▸ Task instructions
Extract each line of the entries below that contains the string "mountain", treating uppercase and lowercase letters as different.

▸ Material for the task
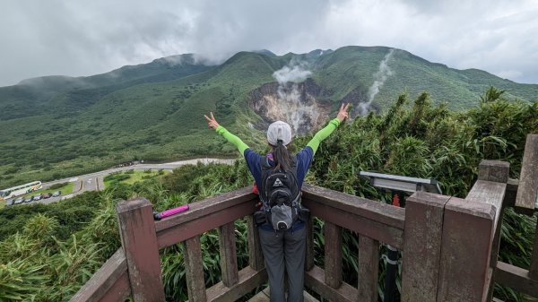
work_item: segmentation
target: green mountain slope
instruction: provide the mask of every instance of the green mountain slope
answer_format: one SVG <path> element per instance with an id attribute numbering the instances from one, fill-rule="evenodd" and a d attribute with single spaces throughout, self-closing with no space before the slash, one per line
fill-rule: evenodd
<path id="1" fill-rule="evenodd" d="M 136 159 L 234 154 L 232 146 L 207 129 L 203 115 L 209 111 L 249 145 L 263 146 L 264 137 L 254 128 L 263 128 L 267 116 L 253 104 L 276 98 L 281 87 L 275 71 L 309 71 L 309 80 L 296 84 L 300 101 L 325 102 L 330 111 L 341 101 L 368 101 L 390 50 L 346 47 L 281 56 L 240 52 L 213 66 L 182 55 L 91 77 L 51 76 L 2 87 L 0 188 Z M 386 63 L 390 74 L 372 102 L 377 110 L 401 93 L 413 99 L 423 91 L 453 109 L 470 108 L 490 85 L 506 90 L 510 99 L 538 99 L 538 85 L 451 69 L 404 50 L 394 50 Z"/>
---
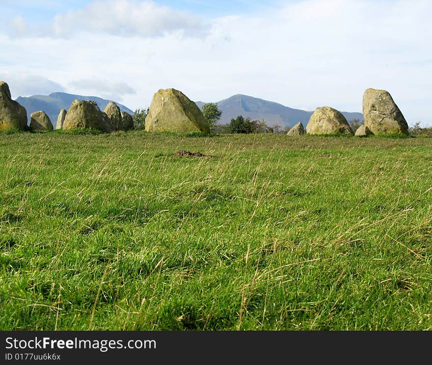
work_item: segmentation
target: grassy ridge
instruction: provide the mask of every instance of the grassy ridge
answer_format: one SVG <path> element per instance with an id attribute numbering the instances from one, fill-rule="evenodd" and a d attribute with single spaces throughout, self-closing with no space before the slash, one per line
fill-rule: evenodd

▸ Exercise output
target: green mountain slope
instruction: provide the mask of every instance of the green mountain slope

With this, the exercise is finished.